── Provided data

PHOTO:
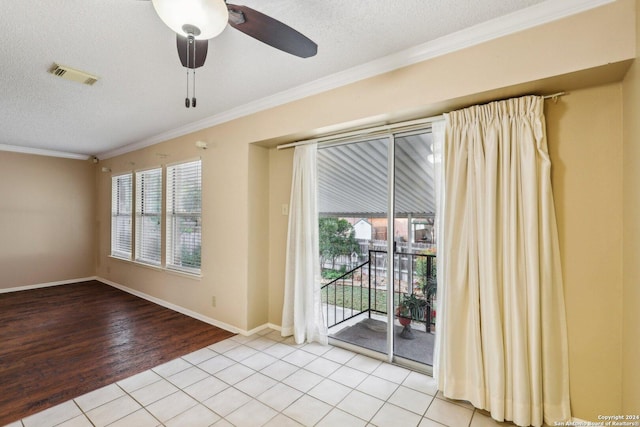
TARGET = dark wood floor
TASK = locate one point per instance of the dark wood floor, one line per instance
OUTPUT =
(61, 342)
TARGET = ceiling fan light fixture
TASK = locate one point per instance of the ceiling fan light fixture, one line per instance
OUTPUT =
(208, 17)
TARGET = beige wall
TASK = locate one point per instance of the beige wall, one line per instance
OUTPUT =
(258, 265)
(47, 223)
(585, 144)
(631, 238)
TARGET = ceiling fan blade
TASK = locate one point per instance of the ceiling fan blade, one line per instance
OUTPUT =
(270, 31)
(195, 60)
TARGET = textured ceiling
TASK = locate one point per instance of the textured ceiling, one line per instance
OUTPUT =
(141, 89)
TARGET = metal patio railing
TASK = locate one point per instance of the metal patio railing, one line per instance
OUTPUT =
(363, 289)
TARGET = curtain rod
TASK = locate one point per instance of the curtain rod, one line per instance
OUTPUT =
(363, 132)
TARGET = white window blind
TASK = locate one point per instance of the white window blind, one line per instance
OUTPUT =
(121, 204)
(149, 216)
(184, 214)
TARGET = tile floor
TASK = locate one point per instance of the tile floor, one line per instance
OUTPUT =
(265, 380)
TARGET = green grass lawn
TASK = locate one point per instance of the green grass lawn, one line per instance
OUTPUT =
(355, 297)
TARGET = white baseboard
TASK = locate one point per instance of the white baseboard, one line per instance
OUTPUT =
(47, 285)
(175, 307)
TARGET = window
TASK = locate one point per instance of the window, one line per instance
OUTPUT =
(148, 216)
(121, 216)
(184, 206)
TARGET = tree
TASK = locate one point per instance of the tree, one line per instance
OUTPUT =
(337, 237)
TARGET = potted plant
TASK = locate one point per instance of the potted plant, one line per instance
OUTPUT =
(410, 307)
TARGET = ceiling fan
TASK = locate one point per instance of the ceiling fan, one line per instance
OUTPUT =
(197, 21)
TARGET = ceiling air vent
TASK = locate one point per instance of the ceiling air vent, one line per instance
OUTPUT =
(72, 74)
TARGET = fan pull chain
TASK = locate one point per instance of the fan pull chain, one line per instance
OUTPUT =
(193, 99)
(187, 102)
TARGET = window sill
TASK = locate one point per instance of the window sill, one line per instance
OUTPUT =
(192, 276)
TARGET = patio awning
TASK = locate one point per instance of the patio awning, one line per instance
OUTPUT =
(352, 178)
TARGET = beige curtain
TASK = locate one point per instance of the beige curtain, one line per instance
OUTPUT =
(502, 334)
(302, 307)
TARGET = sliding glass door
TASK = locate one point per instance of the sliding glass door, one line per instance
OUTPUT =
(377, 248)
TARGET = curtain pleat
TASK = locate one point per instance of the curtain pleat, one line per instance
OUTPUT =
(302, 309)
(502, 341)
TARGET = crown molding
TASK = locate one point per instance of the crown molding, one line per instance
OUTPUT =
(41, 152)
(533, 16)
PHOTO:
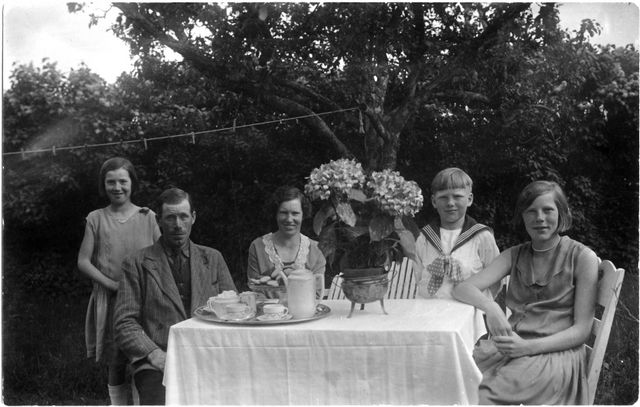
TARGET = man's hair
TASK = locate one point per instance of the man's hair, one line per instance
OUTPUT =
(113, 164)
(535, 189)
(172, 196)
(451, 178)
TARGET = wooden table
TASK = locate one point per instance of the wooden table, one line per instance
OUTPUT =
(418, 354)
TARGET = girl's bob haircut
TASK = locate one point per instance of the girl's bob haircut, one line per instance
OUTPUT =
(113, 164)
(535, 189)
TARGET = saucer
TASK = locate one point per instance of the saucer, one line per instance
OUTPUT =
(240, 318)
(274, 317)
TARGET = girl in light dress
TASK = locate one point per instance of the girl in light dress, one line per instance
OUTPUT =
(112, 233)
(285, 249)
(536, 356)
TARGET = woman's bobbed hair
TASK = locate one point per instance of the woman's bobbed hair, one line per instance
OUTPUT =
(535, 189)
(113, 164)
(288, 193)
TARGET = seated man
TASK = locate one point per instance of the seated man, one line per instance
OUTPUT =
(161, 286)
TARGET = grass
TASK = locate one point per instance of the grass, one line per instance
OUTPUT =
(44, 357)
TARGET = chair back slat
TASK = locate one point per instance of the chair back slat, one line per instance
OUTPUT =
(402, 282)
(609, 286)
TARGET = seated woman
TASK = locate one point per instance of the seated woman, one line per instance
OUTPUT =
(536, 356)
(285, 249)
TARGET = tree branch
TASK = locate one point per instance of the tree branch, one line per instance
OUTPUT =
(315, 123)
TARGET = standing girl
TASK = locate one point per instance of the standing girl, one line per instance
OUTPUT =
(110, 235)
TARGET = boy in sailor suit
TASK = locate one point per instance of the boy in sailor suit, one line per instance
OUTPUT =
(454, 246)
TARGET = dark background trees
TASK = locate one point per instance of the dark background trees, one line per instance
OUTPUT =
(498, 90)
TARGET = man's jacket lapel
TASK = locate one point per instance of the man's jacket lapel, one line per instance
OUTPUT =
(158, 268)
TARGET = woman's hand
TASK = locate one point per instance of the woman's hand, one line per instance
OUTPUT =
(497, 321)
(513, 345)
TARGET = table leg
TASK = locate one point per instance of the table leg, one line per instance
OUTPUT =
(353, 305)
(382, 305)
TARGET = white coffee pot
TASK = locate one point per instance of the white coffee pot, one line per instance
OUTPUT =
(304, 290)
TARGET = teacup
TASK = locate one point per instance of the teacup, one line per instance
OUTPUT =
(218, 304)
(237, 311)
(275, 310)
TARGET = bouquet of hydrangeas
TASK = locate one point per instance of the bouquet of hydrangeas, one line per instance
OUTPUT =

────

▸ **Written request**
In the copy, include all records verbatim but no images.

▸ **Exercise output**
PHOTO:
TARGET = dark wood floor
TASK = locate one point per instance of the dark wood floor, one line per instance
OUTPUT =
(61, 342)
TARGET = ceiling fan light fixture
TASK = locate one point per instance of the ceiling fan light fixture, one line per instance
OUTPUT =
(208, 17)
TARGET = beige wall
TASK = locate one point per instance of the beige wall, one line per instance
OUTPUT =
(258, 265)
(47, 223)
(585, 144)
(631, 238)
TARGET = ceiling fan blade
TASK = locate one point per instance of the ceiling fan blade, one line per instance
OUTPUT =
(270, 31)
(195, 60)
TARGET = textured ceiling
TASK = locate one point per instance of the textured ceiling, one line per instance
OUTPUT =
(141, 89)
TARGET = metal patio railing
TASK = locate one point per instance of the metal patio railing, one line per instance
OUTPUT =
(363, 289)
TARGET = curtain rod
TASK = locate one point per instance of the curtain rod, one line per instance
OUTPUT =
(363, 132)
TARGET = white window blind
TASK = locate one point per instance of the white window blind, one line per instance
OUTPUT =
(121, 204)
(149, 216)
(184, 214)
TARGET = tile floor
TASK = locate one point per instance of the tile floor, one line per instance
OUTPUT =
(265, 380)
TARGET = green grass lawn
TASK = locate one point per instance of the green grass lawn, one line per instance
OUTPUT =
(355, 297)
TARGET = white baseboard
TASK = locate one point per instance of the white baseboard, one line per instance
OUTPUT =
(47, 285)
(175, 307)
TARGET = window
TASK = locate one point per instance of the window, one line per instance
OUTPUT =
(148, 216)
(121, 216)
(184, 206)
TARGET = tree
TASK = locate one point per instance of the tree, one line per instance
OUTPUT =
(337, 237)
TARGET = potted plant
TASK = locate one point per instance of the potted plant, one line per instance
OUTPUT =
(410, 307)
TARGET = ceiling fan
TASK = locate one point per instance of the ceiling fan, one line per instance
OUTPUT =
(197, 21)
TARGET = ceiling air vent
TASK = locate one point per instance of the ceiling air vent, one line per instance
OUTPUT =
(72, 74)
TARGET = fan pull chain
TASK = locate one point per instance of the fan pull chain, one line per instance
OUTPUT =
(193, 99)
(187, 102)
TARGET = window sill
TASK = locate one point per instance of the window sill, one line per instance
OUTPUT =
(192, 276)
TARGET = patio awning
TASK = locate one point per instance of the patio awning, one line per instance
OUTPUT =
(352, 178)
TARGET = beige curtain
TASK = locate one point per instance of the beige curtain, one line per instance
OUTPUT =
(502, 334)
(302, 307)
TARGET = sliding glass door
TASK = locate one point per instance of the sliding glass door, one line per instance
OUTPUT =
(377, 248)
TARGET = curtain pleat
TASK = locate one point per instance of the curtain pleat, one line per instance
OUTPUT =
(302, 309)
(502, 341)
TARGET = crown molding
TASK = locate one point per instance of the crown molding, one line per instance
OUTPUT =
(41, 152)
(533, 16)
PHOTO:
TARGET = man's hair
TASK = locate one point per instance of the man's hair, one line per instance
OUTPUT =
(113, 164)
(535, 189)
(172, 196)
(451, 178)
TARGET = wooden table
TASK = locate one point per instance of the wooden table, one line per instance
OUTPUT =
(418, 354)
TARGET = girl's bob haircut
TASK = locate one point per instance of the girl's bob haircut, one line per instance
OUTPUT =
(113, 164)
(535, 189)
TARGET = saucer
TASK = locate one point per instance of the saucer, one line per instance
OUTPUT =
(240, 318)
(274, 317)
TARGET = girl in light dress
TASK = locate one point per instance of the girl in light dress, one line per instance
OUTPUT =
(112, 233)
(285, 249)
(536, 356)
TARGET = woman's bobbed hair
TASK = locate one point per instance of the woman's bobbed hair, one line per instance
OUTPUT =
(535, 189)
(113, 164)
(288, 193)
TARGET = seated man
TASK = locate one point per instance of the seated man, one line per instance
OUTPUT =
(161, 286)
TARGET = grass
TASK = locate one point per instance of the grass, one line per instance
OUTPUT =
(44, 357)
TARGET = chair back slat
TASK = locate one point per instance of the chair back slat, one line per instance
OUTPUT =
(402, 282)
(609, 286)
TARGET = seated woman
TASK = locate one point per instance of the seated woman, one line per instance
OUTPUT =
(536, 356)
(285, 249)
TARGET = tree branch
TASK = locate one point per instance of the tree branch, one line per instance
OUTPUT =
(315, 123)
TARGET = standing girl
TASK = locate one point per instance of the standing girl, one line per instance
OUTPUT =
(110, 235)
TARGET = boy in sailor suit
TASK = locate one point per instance of the boy in sailor suit, one line per instance
OUTPUT =
(454, 246)
TARGET = dark background trees
TASK = locate one point per instance of the dark background trees, one line per instance
OUTPUT =
(498, 90)
TARGET = man's jacket lapel
TASK = locate one point per instance of the man's jacket lapel, one line per instance
OUTPUT =
(158, 268)
TARGET = woman's hand
TASK = locate one point per instance of the woman's hand, one line per instance
OUTPUT =
(497, 321)
(513, 345)
TARGET = table leg
TASK = locate one point per instance of the table leg, one line per instance
OUTPUT =
(353, 305)
(382, 305)
TARGET = white coffee pot
TASK = locate one point per instance of the white coffee pot, one line per instance
OUTPUT =
(304, 290)
TARGET = teacup
TASK = locate one point per instance of the teacup, one line per instance
OUTPUT =
(218, 304)
(237, 311)
(275, 310)
TARGET = bouquet of hydrangeas
TASK = locate one point per instance of the bouquet of hydrangeas, one line per instance
OUTPUT =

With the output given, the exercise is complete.